**Activity**. The number of lines holding "background" is all you should give; count them in the records below.

*** Opening Supplied information ***

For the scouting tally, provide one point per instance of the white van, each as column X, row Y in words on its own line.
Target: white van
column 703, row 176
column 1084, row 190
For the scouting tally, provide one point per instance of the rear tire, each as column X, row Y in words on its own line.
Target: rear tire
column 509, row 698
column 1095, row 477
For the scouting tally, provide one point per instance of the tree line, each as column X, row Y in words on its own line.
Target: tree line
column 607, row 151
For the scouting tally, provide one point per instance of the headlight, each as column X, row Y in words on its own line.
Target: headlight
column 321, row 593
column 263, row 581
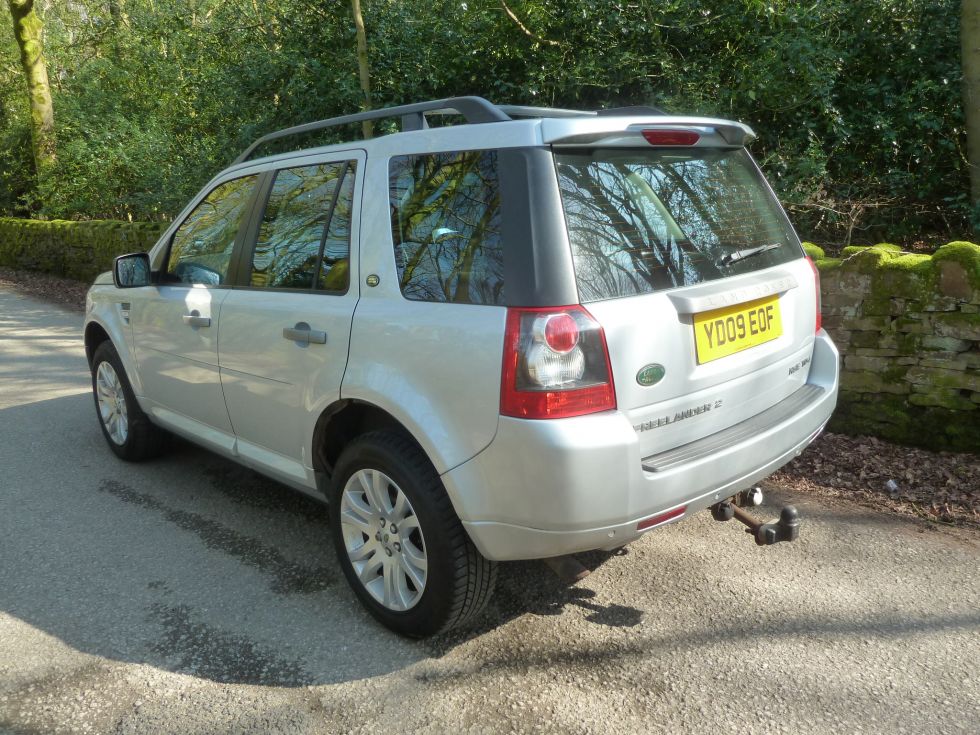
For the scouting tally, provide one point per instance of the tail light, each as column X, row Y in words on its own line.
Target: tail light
column 556, row 364
column 816, row 284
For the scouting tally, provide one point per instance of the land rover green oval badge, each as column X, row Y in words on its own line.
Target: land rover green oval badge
column 650, row 374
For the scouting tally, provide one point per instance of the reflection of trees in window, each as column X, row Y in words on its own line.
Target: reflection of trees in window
column 446, row 227
column 642, row 222
column 294, row 240
column 205, row 240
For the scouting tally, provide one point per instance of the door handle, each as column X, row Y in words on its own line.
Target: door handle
column 196, row 320
column 302, row 333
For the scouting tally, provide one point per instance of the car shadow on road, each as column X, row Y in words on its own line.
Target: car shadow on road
column 193, row 564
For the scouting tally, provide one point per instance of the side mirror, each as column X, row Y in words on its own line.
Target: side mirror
column 131, row 271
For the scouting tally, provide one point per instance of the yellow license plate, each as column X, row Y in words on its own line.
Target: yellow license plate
column 724, row 332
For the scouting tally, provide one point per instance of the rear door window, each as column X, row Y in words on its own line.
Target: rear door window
column 445, row 221
column 304, row 237
column 641, row 221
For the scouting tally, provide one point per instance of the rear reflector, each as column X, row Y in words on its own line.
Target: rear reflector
column 671, row 137
column 816, row 279
column 662, row 518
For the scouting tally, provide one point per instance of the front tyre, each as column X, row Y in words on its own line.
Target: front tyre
column 126, row 428
column 399, row 541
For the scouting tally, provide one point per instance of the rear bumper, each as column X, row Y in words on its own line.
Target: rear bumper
column 546, row 488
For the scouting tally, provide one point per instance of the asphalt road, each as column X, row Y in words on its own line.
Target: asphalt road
column 188, row 595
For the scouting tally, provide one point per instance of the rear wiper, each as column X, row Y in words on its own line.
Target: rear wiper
column 737, row 255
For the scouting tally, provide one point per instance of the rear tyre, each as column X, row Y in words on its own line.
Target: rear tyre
column 399, row 541
column 126, row 428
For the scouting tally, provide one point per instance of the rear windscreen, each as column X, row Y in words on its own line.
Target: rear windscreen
column 641, row 221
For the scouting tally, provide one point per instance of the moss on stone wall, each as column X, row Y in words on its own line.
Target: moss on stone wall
column 908, row 328
column 79, row 250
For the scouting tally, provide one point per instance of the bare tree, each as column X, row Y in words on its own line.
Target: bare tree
column 362, row 64
column 970, row 53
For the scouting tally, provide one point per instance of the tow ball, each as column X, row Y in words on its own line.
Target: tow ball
column 787, row 528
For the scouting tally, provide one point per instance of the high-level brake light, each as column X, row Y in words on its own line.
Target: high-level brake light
column 671, row 137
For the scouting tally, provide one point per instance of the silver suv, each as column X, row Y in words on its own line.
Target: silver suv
column 534, row 333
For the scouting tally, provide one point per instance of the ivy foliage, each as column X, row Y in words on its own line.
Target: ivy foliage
column 856, row 102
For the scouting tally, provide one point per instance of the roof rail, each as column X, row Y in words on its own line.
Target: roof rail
column 474, row 109
column 633, row 110
column 526, row 111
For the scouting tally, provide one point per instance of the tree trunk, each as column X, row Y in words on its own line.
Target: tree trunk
column 970, row 51
column 362, row 65
column 27, row 31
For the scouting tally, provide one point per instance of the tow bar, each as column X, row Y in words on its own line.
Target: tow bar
column 787, row 528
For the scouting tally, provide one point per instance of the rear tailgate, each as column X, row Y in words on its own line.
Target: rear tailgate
column 688, row 262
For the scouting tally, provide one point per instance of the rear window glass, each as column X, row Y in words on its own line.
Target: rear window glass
column 641, row 221
column 445, row 222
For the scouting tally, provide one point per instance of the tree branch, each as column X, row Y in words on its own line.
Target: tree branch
column 524, row 29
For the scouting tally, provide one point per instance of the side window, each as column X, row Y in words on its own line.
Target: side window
column 304, row 239
column 445, row 221
column 201, row 249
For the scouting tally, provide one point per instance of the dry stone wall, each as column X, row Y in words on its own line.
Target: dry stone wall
column 79, row 250
column 908, row 328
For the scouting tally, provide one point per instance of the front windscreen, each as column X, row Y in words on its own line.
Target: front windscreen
column 641, row 221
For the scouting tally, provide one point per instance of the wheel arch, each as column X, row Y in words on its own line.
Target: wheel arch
column 343, row 421
column 95, row 334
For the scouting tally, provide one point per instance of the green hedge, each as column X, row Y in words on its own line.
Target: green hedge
column 79, row 250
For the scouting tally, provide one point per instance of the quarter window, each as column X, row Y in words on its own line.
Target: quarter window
column 445, row 220
column 201, row 250
column 304, row 238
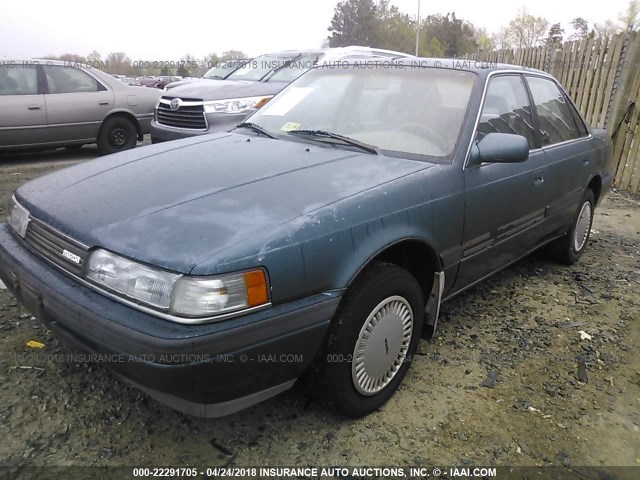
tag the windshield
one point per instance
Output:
(223, 69)
(256, 69)
(401, 111)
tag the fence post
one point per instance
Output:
(547, 59)
(617, 79)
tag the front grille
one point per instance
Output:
(56, 247)
(189, 116)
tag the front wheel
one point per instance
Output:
(372, 340)
(117, 134)
(572, 245)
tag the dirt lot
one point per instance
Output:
(519, 332)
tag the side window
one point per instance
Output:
(506, 109)
(557, 120)
(69, 80)
(18, 80)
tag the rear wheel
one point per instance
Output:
(572, 245)
(372, 340)
(117, 134)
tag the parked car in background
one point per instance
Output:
(130, 81)
(50, 104)
(217, 72)
(322, 236)
(159, 82)
(201, 107)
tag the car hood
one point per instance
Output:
(222, 89)
(176, 204)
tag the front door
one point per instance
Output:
(23, 115)
(504, 202)
(76, 104)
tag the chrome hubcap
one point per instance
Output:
(582, 227)
(382, 345)
(118, 137)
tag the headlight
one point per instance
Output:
(131, 279)
(176, 294)
(235, 105)
(198, 297)
(18, 217)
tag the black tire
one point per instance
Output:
(116, 135)
(335, 375)
(570, 247)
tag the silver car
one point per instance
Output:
(50, 104)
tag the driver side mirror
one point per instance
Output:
(500, 148)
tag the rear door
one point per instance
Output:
(504, 202)
(77, 103)
(565, 142)
(23, 115)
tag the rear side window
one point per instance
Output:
(18, 80)
(69, 80)
(555, 113)
(506, 109)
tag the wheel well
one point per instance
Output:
(128, 116)
(419, 259)
(596, 186)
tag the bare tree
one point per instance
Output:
(604, 29)
(502, 39)
(630, 18)
(581, 27)
(526, 30)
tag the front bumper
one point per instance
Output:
(204, 370)
(215, 123)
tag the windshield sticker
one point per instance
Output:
(287, 101)
(244, 70)
(290, 126)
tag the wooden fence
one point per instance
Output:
(602, 76)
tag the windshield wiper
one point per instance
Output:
(256, 128)
(340, 138)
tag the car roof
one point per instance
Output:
(339, 52)
(481, 67)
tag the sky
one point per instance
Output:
(166, 31)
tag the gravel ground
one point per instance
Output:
(509, 380)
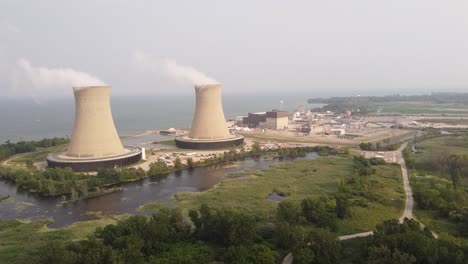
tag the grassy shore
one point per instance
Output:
(21, 240)
(422, 108)
(445, 121)
(428, 150)
(36, 156)
(301, 179)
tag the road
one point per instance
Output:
(395, 156)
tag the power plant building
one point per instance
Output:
(94, 141)
(209, 128)
(274, 120)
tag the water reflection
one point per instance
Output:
(24, 205)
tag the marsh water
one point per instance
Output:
(24, 205)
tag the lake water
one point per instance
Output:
(26, 119)
(24, 205)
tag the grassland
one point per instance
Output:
(36, 156)
(422, 108)
(428, 150)
(299, 180)
(452, 144)
(21, 240)
(445, 121)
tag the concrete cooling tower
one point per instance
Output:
(94, 141)
(209, 128)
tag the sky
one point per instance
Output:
(155, 47)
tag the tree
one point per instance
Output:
(178, 164)
(343, 206)
(190, 163)
(288, 212)
(317, 212)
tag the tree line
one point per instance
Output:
(63, 181)
(9, 149)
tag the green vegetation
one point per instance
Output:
(436, 103)
(325, 197)
(446, 121)
(404, 243)
(4, 198)
(439, 171)
(167, 142)
(378, 147)
(58, 181)
(422, 108)
(371, 191)
(24, 241)
(9, 149)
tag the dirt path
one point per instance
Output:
(397, 156)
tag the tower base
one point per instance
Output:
(60, 160)
(189, 143)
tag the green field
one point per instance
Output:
(445, 121)
(20, 241)
(451, 144)
(302, 179)
(36, 156)
(429, 152)
(422, 108)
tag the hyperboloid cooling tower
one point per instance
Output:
(209, 129)
(94, 141)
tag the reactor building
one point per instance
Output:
(209, 128)
(94, 141)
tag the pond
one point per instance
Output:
(25, 205)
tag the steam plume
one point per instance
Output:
(171, 69)
(28, 76)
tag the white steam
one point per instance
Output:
(28, 77)
(171, 69)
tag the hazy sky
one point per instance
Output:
(315, 47)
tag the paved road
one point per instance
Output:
(408, 213)
(409, 202)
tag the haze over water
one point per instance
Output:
(25, 119)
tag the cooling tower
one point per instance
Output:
(94, 141)
(209, 128)
(94, 134)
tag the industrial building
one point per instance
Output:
(94, 141)
(274, 120)
(209, 128)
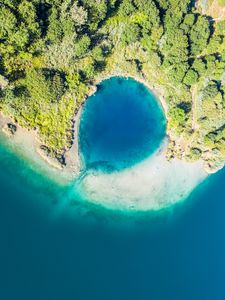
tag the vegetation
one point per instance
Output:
(53, 51)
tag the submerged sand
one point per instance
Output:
(153, 184)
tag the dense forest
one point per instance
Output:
(53, 51)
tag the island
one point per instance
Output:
(54, 54)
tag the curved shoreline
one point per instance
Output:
(154, 188)
(150, 177)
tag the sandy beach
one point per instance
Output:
(26, 144)
(153, 184)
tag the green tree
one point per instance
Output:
(8, 23)
(191, 77)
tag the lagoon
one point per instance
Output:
(57, 243)
(121, 124)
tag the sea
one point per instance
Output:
(54, 246)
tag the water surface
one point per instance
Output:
(54, 245)
(121, 125)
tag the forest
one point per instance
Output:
(53, 51)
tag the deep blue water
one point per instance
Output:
(52, 247)
(121, 125)
(80, 252)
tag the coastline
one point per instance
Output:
(24, 137)
(154, 189)
(27, 144)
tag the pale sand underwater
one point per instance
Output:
(153, 184)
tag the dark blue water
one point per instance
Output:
(53, 246)
(121, 125)
(79, 252)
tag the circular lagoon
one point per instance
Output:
(121, 125)
(123, 147)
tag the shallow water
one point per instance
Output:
(55, 245)
(52, 248)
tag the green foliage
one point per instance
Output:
(51, 52)
(195, 153)
(177, 116)
(199, 35)
(191, 77)
(8, 23)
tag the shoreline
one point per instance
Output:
(24, 137)
(154, 189)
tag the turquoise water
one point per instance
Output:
(53, 245)
(75, 251)
(121, 125)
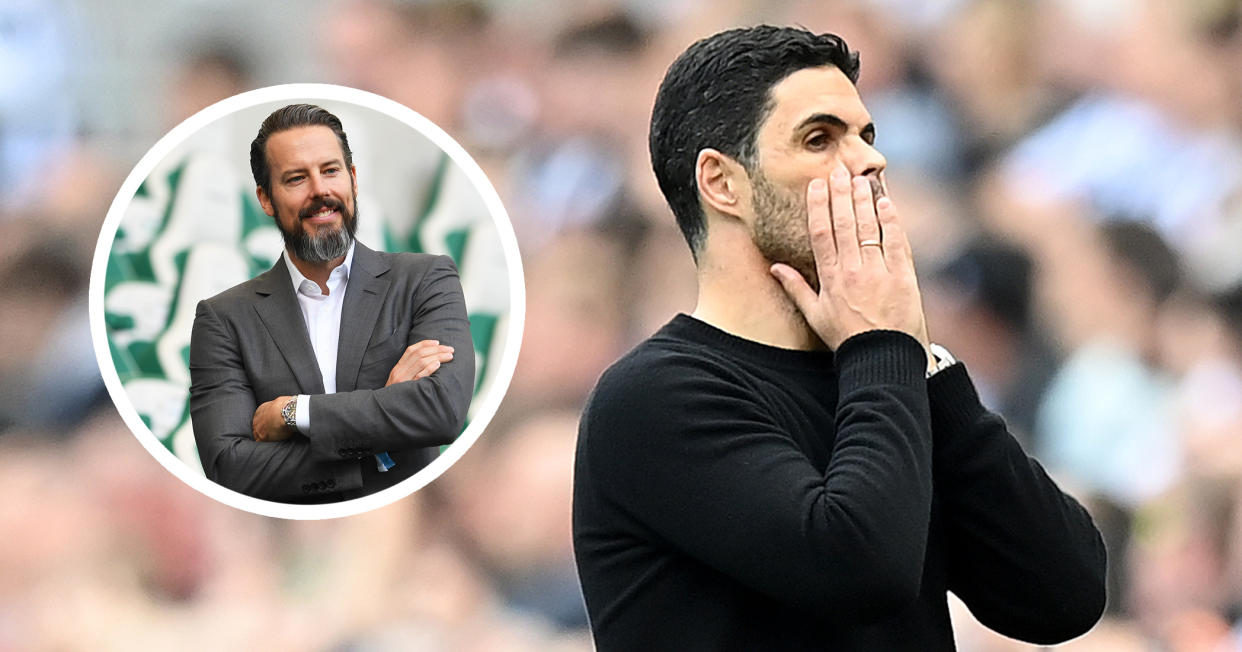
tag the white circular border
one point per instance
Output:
(485, 411)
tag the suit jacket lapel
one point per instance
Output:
(364, 297)
(282, 317)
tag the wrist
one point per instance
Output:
(288, 411)
(939, 359)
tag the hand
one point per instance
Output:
(268, 422)
(862, 287)
(420, 360)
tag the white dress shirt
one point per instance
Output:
(322, 316)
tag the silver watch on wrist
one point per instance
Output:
(943, 359)
(291, 412)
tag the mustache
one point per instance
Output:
(319, 204)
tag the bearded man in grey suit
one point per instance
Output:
(340, 370)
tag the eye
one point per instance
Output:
(817, 140)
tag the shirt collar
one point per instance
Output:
(311, 288)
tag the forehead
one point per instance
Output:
(811, 91)
(302, 147)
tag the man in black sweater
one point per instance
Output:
(796, 466)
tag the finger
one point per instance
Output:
(819, 224)
(843, 219)
(897, 247)
(795, 286)
(867, 224)
(427, 370)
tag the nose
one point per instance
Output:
(862, 158)
(318, 185)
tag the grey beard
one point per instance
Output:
(326, 246)
(319, 249)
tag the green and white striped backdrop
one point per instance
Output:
(195, 229)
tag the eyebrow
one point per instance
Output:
(834, 121)
(304, 168)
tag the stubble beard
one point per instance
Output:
(780, 230)
(326, 244)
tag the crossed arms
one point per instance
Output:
(396, 407)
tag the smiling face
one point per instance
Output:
(816, 122)
(313, 195)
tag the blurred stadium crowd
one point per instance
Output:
(1071, 173)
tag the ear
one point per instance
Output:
(720, 181)
(265, 201)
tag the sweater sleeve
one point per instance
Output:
(1024, 556)
(689, 453)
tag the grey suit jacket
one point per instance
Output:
(250, 344)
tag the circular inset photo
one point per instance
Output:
(307, 301)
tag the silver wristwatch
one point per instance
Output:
(291, 412)
(943, 359)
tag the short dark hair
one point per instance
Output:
(288, 118)
(717, 93)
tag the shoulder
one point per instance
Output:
(242, 294)
(416, 263)
(666, 380)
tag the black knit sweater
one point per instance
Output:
(735, 496)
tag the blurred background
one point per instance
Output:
(1071, 173)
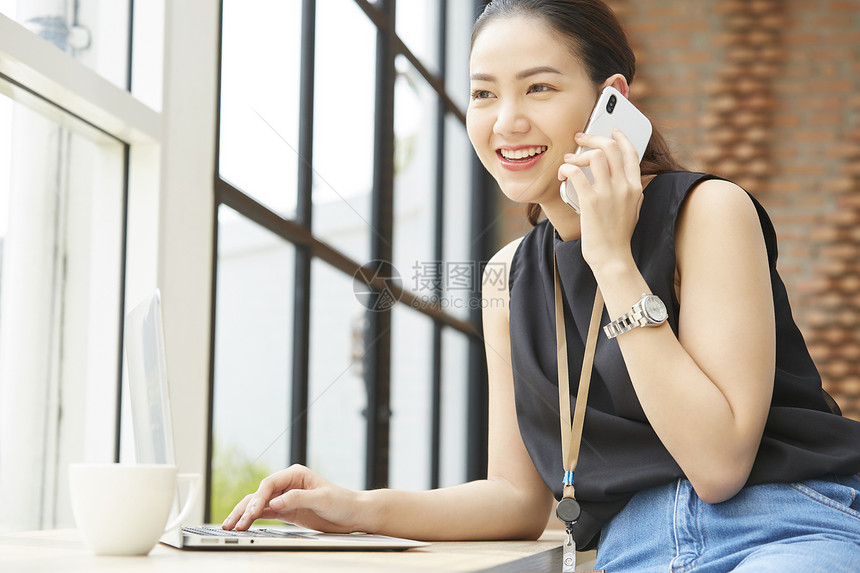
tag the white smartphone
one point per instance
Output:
(612, 110)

*** Closing Supplied information ***

**Solved problem**. 2